● **Consigna 1**
Vuelve a escribir el pasaje del texto sobre los consejos evangélicos que va entre "La virginidad, la pobreza y la obediencia constituyen" y "para los demás.", ambos incluidos.

● **Fragmento de página**
★ ★ ★

La virginidad, la pobreza y la obediencia constituyen las tres dimensiones más hondas del vivir humano de Cristo. No fueron algo secundario o marginal en su existencia, sino algo constitutivo de su modo histórico de ser y de vivir para los demás.
¿Qué significaron, en la vida-misión de Jesús, estos tres ‘consejos’ evangélicos, considerados globalmente? Podemos responder a esta pregunta en forma deiva, con tal de que entendamos las distintas afirmaciones sucesivas como convergentes y como complementarias entre sí:
a) Amor total demostrado. Los consejos evangélicos fueron y significaron, en la vida de Jesús, amor total demostrado, o demostración, prueba fehaciente e irrefutable de amor total
a Dios y a los hombres. Cristo no vivió ni pudo vivir la virginidad, la pobreza y la obediencia como medios para conseguir el amor perfecto, sino como expresión de ese perfecto amor. No para hacer posible el amor, sino para hacer visible el amor. Para demostrar el máximo amor al Padre y a los hermanos.
Cristo hubiera amado con el mismo amor total a su Padre y nos hubiera amado a nosotros en igual medida, si hubiera vivido de otra manera, sin el mínimo peligro para su plena libertad o para dejarse llevar por el egoísmo. Pero no nos habría demostrado, es decir, no nos habría hecho ver con la misma claridad y evidencia ese amor y esa libertad. (Demostrar es no sólo ”hacer ver” o “mostrar”, sino hacer ver con argumentos, ‘meter por los ojos’, dar pruebas convincentes. La virginidad-pobreza-obediencia de Jesús fueron un grito existencial de amor y testimonio irrefutable de libertad).

★ ★ ★

● **Extractos de entradas**
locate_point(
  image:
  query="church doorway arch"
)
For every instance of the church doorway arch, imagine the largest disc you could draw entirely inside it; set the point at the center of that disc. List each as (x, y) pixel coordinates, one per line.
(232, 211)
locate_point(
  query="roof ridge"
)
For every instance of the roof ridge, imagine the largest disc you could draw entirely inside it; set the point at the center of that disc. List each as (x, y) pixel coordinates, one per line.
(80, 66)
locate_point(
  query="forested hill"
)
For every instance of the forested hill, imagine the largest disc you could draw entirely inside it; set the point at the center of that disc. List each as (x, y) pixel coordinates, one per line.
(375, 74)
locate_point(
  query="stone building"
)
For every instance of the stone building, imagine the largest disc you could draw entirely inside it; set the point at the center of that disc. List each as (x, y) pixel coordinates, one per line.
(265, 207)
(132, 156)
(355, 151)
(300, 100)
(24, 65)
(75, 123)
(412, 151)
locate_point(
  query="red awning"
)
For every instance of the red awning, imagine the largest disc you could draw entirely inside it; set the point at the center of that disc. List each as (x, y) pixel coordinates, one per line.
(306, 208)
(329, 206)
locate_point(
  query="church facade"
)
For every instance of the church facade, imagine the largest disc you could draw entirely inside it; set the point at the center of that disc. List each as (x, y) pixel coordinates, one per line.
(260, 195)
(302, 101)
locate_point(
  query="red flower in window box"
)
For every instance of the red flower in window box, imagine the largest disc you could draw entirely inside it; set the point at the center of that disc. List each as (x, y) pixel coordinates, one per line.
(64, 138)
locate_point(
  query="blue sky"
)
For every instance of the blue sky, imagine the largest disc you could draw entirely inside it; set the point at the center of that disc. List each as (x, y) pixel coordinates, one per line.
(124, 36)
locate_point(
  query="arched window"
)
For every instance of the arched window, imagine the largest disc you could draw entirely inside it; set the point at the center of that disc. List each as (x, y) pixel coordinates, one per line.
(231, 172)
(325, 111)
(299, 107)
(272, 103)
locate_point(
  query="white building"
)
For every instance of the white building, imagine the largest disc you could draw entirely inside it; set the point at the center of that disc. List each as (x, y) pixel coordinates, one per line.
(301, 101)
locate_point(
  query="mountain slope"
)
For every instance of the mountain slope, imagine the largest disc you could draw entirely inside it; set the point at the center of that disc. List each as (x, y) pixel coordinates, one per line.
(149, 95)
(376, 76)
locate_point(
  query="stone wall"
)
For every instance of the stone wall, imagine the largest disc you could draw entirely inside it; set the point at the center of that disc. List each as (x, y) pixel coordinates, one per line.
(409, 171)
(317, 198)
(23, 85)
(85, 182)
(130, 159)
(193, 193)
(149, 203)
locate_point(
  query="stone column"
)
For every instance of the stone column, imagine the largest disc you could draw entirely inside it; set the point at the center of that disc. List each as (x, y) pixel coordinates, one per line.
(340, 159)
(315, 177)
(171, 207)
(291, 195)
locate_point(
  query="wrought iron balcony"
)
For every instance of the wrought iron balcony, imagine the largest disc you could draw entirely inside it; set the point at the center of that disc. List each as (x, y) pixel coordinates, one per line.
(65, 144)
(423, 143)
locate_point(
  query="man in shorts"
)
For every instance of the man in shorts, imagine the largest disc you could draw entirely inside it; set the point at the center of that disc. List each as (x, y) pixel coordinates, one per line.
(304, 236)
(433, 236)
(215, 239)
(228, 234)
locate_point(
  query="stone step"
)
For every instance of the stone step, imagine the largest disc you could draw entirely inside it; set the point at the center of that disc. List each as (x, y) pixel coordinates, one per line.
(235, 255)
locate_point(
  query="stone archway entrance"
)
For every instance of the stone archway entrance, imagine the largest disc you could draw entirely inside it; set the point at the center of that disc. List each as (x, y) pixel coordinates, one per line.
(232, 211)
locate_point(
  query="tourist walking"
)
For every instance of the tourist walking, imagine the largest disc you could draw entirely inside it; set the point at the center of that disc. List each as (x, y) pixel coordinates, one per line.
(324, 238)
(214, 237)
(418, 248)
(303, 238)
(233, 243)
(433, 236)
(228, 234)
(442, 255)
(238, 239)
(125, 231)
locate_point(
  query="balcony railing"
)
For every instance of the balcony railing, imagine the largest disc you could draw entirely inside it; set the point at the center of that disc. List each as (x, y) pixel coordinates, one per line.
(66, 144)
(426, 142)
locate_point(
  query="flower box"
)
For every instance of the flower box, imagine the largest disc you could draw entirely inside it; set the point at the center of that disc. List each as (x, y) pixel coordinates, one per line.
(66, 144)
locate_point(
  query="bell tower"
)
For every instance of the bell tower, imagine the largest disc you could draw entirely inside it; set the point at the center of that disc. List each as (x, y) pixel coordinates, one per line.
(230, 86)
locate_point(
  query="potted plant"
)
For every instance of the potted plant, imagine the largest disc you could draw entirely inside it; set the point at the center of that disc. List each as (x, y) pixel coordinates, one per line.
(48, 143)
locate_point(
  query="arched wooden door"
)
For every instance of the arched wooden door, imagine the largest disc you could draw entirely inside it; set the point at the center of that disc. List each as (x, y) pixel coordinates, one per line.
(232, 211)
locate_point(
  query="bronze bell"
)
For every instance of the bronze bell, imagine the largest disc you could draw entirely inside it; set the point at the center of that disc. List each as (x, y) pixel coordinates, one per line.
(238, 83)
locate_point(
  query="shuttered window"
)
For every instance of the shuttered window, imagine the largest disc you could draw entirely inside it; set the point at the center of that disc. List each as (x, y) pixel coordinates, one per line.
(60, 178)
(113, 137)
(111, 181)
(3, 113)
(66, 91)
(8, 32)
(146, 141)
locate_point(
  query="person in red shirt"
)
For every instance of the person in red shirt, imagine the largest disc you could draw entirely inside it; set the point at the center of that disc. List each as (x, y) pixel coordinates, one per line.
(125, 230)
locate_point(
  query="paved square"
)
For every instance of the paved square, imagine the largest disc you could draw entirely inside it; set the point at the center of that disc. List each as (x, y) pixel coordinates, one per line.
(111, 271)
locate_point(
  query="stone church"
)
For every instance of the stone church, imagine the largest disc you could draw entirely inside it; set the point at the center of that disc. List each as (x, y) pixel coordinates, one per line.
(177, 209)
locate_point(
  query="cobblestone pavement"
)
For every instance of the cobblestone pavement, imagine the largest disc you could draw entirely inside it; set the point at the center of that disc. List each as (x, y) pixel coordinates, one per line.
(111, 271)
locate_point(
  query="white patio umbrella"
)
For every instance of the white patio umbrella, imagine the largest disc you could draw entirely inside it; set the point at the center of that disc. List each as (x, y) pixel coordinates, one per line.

★ ★ ★

● **Consigna 2**
¿Cuántas líneas de las entradas contienen la palabra "walking"? Responde únicamente con el número.

● **Resultado esperado 1**
La virginidad, la pobreza y la obediencia constituyen las tres dimensiones más hondas del vivir humano de Cristo. No fueron algo secundario o marginal en su existencia, sino algo constitutivo de su modo histórico de ser y de vivir para los demás.

● **Resultado esperado 2**
2